- _Records for this task_:
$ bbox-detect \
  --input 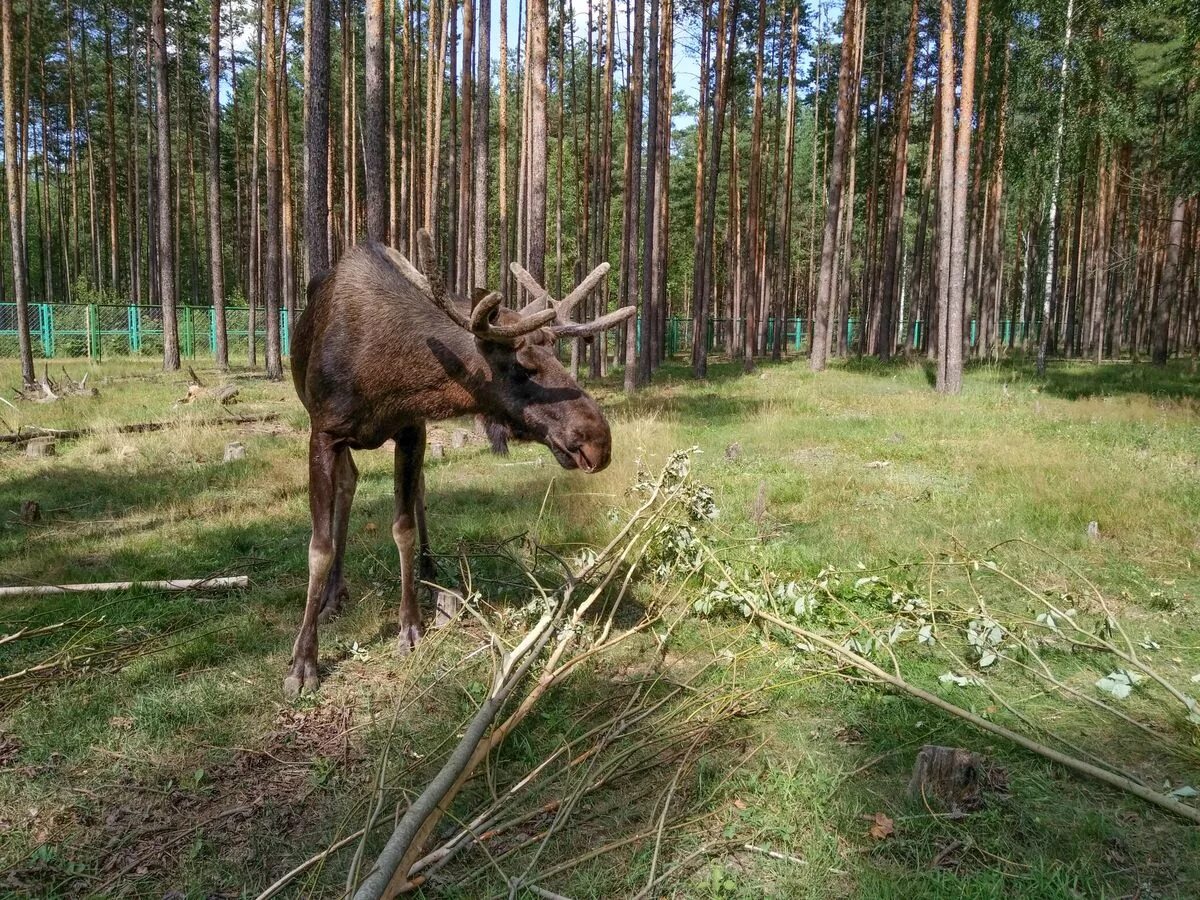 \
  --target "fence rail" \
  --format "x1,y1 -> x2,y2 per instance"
1,301 -> 1037,361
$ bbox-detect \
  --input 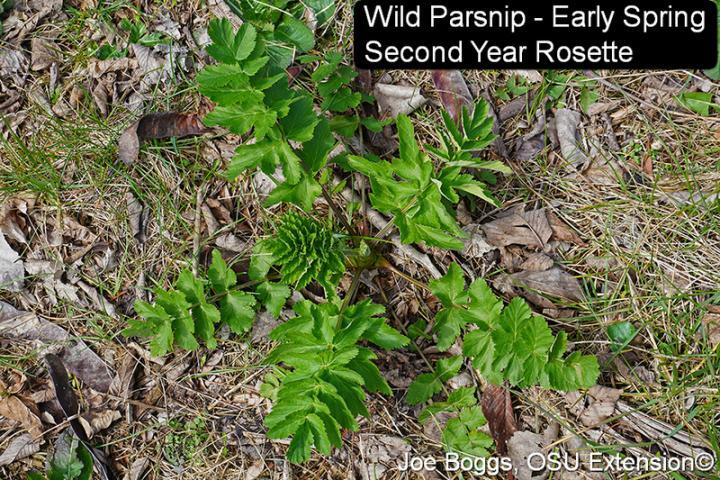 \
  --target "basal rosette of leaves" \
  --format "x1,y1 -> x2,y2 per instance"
198,15 -> 509,250
261,300 -> 409,463
124,11 -> 606,466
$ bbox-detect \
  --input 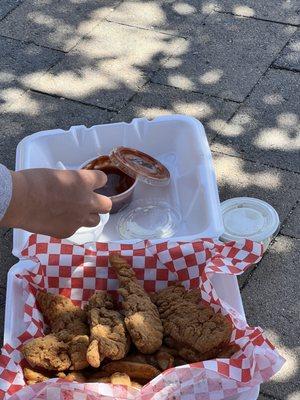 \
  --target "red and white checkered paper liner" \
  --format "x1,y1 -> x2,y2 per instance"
0,234 -> 284,400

- _Prompt_: Report how many lines of the entries above contain "target", and give no other output.

- _Result for this task_: 3